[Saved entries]
• • • • •

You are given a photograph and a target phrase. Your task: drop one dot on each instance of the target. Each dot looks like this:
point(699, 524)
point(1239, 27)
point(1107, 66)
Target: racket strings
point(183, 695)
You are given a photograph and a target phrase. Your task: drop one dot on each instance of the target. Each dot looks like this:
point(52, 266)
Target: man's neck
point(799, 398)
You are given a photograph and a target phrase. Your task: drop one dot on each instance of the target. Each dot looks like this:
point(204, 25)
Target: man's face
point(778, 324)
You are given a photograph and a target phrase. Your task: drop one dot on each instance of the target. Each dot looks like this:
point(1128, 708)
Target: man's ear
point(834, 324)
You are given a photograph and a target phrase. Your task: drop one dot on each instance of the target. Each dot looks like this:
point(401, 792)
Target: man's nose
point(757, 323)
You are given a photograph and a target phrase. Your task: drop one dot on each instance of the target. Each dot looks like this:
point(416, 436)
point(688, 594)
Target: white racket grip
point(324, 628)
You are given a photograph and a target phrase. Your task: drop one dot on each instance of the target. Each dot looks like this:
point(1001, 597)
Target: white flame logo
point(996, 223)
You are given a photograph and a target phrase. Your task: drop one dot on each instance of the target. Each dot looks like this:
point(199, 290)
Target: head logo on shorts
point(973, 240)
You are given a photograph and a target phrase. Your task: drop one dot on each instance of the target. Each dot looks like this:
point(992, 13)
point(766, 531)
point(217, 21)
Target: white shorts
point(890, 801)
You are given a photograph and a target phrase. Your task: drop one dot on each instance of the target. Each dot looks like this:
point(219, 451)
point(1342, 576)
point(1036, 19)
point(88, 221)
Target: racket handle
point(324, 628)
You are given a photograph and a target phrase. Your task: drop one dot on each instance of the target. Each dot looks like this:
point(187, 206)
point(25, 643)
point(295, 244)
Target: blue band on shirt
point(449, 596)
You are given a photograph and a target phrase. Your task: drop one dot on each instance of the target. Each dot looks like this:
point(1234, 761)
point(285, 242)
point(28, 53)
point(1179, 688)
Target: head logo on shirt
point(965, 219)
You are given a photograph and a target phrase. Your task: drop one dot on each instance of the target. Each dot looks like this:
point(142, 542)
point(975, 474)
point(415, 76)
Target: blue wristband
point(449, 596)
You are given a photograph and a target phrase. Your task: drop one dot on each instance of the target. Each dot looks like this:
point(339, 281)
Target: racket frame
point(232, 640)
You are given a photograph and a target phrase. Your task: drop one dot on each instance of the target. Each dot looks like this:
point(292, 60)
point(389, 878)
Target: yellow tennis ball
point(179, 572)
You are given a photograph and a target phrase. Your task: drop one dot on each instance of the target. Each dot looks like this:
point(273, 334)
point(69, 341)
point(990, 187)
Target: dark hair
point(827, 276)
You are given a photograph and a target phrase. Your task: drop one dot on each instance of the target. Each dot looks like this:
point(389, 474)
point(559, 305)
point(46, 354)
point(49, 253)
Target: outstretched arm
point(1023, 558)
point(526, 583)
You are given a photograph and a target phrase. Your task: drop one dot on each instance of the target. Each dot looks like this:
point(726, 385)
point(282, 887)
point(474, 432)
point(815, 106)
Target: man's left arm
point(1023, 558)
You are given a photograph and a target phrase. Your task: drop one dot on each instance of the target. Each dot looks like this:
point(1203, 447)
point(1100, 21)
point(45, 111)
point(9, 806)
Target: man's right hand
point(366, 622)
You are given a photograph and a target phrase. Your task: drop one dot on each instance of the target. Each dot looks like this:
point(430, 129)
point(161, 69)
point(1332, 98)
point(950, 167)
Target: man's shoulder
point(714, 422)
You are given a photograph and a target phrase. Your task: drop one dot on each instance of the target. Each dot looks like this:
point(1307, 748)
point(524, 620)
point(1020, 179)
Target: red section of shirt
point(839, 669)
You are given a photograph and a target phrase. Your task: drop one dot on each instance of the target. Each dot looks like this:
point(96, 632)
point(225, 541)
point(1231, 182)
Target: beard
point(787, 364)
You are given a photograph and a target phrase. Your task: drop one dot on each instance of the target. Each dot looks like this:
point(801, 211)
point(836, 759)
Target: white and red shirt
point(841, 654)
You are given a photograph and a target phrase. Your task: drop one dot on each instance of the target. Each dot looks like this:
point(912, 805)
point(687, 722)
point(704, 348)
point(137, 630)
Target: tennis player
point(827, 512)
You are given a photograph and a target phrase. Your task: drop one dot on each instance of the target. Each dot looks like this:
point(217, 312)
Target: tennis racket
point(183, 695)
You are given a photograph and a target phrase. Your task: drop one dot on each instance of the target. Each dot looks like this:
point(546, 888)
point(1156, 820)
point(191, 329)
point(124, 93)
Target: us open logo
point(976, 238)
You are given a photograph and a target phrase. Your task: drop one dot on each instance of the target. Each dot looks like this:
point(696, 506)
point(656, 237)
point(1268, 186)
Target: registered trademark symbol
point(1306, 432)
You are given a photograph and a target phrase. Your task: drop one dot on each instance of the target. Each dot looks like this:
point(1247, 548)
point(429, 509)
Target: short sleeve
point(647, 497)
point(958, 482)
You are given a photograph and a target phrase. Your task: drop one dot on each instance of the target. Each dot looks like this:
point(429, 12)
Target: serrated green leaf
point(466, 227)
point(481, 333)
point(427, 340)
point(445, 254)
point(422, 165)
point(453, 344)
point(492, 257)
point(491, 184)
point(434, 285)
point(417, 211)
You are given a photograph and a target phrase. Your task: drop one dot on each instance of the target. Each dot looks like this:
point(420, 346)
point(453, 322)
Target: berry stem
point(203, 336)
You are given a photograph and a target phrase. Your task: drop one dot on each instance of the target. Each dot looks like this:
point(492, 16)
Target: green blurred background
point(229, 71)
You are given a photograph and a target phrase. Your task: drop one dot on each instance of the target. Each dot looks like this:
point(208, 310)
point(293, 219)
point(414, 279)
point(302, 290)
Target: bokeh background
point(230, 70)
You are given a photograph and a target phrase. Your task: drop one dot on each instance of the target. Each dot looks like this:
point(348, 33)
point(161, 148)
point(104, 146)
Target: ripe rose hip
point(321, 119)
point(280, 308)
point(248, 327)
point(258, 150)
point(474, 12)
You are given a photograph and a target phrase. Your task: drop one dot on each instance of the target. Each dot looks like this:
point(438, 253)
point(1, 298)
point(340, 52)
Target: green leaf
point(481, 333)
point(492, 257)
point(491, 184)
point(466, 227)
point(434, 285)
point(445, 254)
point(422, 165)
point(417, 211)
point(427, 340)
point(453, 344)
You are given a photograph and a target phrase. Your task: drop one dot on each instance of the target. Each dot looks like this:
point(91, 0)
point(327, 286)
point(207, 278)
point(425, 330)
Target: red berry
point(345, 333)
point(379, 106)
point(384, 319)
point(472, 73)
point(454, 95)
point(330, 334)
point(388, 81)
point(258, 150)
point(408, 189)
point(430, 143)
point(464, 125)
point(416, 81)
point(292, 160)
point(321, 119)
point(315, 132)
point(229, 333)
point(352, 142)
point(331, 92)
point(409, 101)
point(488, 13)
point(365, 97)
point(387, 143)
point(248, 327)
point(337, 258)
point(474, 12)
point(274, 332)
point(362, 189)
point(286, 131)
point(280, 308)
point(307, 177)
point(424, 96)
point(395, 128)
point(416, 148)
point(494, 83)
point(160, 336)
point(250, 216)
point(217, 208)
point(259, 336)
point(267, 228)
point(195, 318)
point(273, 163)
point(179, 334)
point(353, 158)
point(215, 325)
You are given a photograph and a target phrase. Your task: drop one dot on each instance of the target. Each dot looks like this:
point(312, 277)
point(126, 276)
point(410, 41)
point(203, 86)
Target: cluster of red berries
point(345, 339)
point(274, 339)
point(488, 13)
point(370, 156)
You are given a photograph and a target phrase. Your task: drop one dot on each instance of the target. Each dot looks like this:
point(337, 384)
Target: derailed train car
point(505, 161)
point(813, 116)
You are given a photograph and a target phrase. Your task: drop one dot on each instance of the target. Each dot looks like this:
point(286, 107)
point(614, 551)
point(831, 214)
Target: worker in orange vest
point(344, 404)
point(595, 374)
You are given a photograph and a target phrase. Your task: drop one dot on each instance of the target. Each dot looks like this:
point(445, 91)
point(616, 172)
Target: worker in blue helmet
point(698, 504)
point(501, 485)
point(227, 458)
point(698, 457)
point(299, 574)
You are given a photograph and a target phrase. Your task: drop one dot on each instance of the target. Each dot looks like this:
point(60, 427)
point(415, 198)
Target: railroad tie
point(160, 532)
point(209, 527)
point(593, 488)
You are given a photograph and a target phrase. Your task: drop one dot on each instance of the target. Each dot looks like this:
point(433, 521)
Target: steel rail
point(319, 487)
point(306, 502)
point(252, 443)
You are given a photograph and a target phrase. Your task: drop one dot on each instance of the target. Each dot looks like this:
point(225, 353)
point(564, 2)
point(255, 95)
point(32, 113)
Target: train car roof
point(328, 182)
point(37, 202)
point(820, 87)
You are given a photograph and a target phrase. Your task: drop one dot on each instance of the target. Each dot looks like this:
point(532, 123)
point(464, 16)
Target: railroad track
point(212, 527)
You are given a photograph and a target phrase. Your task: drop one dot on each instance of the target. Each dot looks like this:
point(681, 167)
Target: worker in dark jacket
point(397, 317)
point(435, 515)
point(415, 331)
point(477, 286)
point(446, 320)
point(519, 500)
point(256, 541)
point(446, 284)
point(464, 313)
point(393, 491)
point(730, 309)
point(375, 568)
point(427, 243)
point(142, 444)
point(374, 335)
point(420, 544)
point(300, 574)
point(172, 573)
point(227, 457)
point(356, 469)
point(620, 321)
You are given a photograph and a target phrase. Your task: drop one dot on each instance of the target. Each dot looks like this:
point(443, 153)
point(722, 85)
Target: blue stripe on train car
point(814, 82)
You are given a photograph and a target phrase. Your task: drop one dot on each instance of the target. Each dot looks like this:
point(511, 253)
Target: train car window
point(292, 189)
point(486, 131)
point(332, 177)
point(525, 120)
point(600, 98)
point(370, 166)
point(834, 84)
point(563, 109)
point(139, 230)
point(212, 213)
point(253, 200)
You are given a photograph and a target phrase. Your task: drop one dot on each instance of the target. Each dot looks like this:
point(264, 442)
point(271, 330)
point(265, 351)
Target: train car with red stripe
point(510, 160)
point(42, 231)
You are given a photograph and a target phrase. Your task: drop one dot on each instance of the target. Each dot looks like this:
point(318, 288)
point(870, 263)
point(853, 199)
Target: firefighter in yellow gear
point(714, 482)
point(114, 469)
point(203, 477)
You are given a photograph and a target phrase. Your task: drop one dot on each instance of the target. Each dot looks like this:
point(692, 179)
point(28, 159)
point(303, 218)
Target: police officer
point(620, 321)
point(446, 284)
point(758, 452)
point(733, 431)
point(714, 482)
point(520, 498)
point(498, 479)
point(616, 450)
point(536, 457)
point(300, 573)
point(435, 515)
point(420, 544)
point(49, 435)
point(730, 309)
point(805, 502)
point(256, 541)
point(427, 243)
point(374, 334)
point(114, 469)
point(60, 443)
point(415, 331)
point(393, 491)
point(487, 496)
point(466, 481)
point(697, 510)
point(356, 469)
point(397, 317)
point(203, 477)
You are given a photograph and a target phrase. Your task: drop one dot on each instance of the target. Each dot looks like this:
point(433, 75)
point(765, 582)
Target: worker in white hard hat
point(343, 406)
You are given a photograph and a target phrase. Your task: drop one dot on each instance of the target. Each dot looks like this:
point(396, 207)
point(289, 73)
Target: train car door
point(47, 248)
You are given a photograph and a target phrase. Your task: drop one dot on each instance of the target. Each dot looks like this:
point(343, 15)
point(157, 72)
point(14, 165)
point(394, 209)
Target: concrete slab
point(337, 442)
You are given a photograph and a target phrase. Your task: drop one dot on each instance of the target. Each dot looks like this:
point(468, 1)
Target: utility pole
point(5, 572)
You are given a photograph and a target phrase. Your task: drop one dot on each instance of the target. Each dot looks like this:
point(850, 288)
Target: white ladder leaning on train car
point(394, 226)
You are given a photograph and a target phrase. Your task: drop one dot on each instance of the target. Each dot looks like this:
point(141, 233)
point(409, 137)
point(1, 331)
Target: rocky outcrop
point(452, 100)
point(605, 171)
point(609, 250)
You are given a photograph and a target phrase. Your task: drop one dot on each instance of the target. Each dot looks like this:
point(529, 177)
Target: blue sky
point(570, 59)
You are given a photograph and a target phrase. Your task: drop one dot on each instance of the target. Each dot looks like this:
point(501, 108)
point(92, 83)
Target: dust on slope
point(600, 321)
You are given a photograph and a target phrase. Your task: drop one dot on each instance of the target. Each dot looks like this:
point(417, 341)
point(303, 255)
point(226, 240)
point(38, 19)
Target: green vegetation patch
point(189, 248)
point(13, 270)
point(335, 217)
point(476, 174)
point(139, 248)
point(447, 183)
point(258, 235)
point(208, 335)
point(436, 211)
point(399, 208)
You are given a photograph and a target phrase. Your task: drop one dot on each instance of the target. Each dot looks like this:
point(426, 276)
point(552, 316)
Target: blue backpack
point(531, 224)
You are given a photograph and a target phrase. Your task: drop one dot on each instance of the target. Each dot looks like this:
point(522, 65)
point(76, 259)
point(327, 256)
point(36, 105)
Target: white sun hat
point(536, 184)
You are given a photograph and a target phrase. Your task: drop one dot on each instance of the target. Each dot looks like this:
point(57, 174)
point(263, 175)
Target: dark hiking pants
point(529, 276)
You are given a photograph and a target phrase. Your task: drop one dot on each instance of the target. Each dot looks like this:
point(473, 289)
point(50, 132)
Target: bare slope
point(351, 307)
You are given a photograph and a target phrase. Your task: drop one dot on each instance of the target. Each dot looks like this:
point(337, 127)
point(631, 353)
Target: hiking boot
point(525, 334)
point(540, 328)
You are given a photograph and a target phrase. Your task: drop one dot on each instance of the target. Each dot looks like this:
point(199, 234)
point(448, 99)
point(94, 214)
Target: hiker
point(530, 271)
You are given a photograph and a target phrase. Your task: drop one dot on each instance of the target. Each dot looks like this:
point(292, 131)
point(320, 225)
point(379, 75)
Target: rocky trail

• • • • •

#### [Required action]
Set down, unchanged, only those lines above that fall between the line with "point(559, 305)" and the line with "point(9, 806)", the two end lines included.

#### [Task answer]
point(559, 305)
point(46, 354)
point(49, 253)
Target: outstretched arm
point(1023, 558)
point(526, 583)
You are given a photograph and a target phrase. Your task: drop one dot on each instance of the target. Each dot looks like this:
point(726, 385)
point(282, 887)
point(474, 432)
point(815, 106)
Target: man's left arm
point(1023, 558)
You are given a photograph and a target phrase. Your task: drop one dot on each instance of the target. Each dot looks like this:
point(1203, 447)
point(1100, 21)
point(45, 111)
point(9, 806)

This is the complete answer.